[DATA — start]

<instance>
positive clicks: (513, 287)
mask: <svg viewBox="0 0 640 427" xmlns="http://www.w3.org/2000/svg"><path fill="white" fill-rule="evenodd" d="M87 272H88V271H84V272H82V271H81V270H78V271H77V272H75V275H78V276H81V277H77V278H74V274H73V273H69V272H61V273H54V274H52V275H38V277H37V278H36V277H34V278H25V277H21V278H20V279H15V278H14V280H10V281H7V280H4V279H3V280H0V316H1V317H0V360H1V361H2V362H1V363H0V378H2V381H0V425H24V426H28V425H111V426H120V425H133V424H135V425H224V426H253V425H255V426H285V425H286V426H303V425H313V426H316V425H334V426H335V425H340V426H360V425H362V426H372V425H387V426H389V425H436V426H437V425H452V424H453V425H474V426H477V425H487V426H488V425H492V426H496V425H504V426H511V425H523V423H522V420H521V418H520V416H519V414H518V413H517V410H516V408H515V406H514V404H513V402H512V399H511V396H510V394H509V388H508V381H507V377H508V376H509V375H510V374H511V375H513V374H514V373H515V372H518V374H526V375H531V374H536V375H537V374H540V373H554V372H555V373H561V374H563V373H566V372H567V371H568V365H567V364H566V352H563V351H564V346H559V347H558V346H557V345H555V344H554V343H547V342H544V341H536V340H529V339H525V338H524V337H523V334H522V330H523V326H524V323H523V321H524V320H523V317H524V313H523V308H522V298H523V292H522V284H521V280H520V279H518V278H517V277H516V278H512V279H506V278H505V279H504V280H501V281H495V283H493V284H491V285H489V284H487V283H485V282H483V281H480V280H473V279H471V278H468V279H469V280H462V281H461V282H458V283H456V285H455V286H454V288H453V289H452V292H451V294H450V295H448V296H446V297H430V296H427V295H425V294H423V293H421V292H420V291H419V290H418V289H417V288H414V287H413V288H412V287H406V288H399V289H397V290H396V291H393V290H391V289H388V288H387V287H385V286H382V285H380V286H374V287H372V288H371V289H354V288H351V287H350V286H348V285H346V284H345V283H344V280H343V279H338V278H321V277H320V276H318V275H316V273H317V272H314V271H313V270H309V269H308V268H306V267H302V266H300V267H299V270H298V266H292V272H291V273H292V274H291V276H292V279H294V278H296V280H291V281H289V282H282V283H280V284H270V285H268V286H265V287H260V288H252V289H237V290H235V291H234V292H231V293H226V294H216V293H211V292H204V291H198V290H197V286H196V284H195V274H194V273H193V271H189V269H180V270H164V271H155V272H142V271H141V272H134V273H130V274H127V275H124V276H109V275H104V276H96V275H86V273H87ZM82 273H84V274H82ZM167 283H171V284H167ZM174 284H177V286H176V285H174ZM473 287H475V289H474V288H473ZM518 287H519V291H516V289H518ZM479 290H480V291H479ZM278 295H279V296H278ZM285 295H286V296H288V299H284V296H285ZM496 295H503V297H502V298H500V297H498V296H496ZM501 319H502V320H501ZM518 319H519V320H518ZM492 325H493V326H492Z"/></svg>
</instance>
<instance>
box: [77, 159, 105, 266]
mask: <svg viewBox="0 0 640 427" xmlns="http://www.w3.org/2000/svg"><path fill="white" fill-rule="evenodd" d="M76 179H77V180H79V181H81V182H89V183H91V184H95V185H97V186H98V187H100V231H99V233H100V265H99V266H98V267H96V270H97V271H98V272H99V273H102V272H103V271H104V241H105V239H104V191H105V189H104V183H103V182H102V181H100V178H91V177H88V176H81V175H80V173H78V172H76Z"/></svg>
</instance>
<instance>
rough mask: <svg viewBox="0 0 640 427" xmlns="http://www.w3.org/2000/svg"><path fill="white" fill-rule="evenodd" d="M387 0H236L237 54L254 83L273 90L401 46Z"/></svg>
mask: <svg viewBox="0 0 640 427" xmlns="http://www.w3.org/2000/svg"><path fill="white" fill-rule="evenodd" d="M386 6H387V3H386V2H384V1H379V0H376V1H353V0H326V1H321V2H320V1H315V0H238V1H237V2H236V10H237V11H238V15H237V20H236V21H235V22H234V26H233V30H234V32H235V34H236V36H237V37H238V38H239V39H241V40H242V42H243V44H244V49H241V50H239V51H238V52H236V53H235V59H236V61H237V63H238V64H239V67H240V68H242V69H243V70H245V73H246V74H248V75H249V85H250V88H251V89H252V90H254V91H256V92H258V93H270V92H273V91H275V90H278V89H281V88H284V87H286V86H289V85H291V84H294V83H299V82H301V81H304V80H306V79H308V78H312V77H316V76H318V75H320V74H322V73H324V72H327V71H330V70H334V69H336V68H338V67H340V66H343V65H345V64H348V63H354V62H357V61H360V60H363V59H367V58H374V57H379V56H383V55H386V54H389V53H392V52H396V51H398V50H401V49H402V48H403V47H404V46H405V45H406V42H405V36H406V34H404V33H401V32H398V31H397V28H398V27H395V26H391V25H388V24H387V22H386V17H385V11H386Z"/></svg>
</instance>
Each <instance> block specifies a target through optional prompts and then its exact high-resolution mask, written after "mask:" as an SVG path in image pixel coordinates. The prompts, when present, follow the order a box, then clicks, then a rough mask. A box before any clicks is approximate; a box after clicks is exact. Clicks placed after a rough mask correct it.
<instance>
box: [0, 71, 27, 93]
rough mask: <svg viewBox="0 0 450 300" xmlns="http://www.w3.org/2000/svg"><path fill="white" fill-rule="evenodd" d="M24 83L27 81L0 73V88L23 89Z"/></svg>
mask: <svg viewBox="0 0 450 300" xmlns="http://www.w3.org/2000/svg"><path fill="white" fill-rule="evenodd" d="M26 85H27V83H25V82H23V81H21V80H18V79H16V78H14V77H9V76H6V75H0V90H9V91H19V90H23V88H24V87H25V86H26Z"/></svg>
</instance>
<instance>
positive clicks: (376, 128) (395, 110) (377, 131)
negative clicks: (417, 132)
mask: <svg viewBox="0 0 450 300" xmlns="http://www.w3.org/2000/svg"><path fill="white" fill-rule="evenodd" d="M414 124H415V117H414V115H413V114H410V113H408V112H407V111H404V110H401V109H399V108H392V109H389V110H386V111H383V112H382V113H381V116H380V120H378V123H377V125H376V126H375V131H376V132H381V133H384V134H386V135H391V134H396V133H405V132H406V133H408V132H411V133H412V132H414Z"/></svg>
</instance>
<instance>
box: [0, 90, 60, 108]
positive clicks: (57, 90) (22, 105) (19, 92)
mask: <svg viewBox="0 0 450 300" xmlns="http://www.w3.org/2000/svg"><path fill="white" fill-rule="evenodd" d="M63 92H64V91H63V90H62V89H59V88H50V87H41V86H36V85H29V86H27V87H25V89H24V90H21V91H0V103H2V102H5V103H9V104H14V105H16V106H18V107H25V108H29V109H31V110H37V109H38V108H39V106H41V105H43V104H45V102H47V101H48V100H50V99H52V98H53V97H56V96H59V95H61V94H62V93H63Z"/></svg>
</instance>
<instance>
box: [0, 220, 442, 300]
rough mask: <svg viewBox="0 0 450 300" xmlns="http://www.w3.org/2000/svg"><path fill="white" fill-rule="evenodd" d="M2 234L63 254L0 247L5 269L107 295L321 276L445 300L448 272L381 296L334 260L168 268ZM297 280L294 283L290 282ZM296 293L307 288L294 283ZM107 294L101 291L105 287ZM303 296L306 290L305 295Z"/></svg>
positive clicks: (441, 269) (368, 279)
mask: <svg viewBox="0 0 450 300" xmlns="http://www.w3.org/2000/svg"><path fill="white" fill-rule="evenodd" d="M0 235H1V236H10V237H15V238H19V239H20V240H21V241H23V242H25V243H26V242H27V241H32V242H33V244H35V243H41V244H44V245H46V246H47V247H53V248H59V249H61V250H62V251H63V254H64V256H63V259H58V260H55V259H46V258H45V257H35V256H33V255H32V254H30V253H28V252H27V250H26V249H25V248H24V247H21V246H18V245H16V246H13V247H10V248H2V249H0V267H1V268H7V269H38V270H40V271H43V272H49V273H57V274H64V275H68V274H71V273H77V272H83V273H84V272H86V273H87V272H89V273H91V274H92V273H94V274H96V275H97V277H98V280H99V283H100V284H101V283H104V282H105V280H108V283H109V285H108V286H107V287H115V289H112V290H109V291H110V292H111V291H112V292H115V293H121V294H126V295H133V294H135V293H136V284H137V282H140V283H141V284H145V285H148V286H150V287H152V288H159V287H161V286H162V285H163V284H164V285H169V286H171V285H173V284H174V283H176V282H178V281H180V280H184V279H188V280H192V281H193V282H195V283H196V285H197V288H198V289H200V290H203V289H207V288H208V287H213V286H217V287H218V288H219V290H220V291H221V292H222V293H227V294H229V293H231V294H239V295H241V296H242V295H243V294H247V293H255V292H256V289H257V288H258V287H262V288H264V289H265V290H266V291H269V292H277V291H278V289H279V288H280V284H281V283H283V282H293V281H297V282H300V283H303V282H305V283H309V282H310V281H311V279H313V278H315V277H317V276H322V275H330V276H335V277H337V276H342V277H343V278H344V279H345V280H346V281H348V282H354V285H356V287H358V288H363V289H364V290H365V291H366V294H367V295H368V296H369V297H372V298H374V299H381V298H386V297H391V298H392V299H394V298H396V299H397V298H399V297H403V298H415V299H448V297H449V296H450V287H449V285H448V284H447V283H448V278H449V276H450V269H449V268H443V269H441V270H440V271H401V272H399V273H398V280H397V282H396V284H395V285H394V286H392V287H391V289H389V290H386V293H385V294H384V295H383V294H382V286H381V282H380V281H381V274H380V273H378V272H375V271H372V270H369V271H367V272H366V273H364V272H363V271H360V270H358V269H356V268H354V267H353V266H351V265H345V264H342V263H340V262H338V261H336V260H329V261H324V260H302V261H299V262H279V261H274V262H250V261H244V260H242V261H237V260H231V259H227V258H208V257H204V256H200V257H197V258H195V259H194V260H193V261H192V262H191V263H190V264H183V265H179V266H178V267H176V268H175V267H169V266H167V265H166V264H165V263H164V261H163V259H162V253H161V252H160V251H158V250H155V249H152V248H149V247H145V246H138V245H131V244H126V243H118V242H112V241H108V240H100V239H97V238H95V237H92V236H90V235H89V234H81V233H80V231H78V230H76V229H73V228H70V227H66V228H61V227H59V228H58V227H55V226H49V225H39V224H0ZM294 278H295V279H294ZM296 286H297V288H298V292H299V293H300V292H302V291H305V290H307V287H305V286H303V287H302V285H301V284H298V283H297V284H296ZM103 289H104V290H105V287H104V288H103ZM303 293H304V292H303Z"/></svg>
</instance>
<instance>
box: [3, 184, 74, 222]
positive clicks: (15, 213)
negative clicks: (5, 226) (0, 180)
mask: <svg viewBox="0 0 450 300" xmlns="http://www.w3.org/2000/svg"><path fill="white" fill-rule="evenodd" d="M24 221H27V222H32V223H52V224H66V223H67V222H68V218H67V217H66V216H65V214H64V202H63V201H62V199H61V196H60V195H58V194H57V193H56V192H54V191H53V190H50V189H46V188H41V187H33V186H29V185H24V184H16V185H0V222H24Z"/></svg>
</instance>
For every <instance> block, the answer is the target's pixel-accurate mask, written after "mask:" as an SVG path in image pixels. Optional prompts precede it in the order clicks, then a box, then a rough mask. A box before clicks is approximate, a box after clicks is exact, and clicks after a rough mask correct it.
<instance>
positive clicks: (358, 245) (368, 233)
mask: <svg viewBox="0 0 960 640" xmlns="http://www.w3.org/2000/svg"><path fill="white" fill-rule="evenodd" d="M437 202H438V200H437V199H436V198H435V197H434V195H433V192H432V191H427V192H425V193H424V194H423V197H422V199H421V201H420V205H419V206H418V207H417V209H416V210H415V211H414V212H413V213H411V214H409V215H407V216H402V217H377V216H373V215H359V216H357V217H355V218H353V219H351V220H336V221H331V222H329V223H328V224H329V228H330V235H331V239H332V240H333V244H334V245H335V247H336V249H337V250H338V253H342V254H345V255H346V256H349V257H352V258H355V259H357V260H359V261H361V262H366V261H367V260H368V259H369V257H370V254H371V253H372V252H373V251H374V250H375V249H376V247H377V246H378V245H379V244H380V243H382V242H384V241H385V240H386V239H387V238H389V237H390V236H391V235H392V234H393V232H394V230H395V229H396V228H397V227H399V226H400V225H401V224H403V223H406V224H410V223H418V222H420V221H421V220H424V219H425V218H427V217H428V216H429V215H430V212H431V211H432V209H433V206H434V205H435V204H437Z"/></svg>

[DATA — finish]

- _TASK ITEM_
Which lines run from the one holding "83L27 81L0 73V88L23" through the one holding "box: [0, 90, 60, 108]" in the records above? Repeat them exactly, both included, and nothing more.

- _TASK SOLUTION_
rough mask: <svg viewBox="0 0 450 300" xmlns="http://www.w3.org/2000/svg"><path fill="white" fill-rule="evenodd" d="M24 83L27 81L0 73V88L23 89Z"/></svg>
mask: <svg viewBox="0 0 450 300" xmlns="http://www.w3.org/2000/svg"><path fill="white" fill-rule="evenodd" d="M26 85H27V83H25V82H23V81H21V80H18V79H16V78H14V77H9V76H6V75H0V90H9V91H19V90H23V88H24V87H25V86H26Z"/></svg>
</instance>
<instance>
positive clicks: (376, 128) (395, 110) (377, 131)
negative clicks: (417, 132)
mask: <svg viewBox="0 0 450 300" xmlns="http://www.w3.org/2000/svg"><path fill="white" fill-rule="evenodd" d="M414 124H415V117H414V115H413V114H410V113H408V112H407V111H404V110H401V109H399V108H392V109H389V110H386V111H383V112H382V113H381V116H380V120H378V123H377V125H376V126H375V131H376V132H381V133H384V134H386V135H391V134H396V133H405V132H406V133H408V132H411V133H412V132H414Z"/></svg>
</instance>
<instance>
box: [0, 90, 60, 108]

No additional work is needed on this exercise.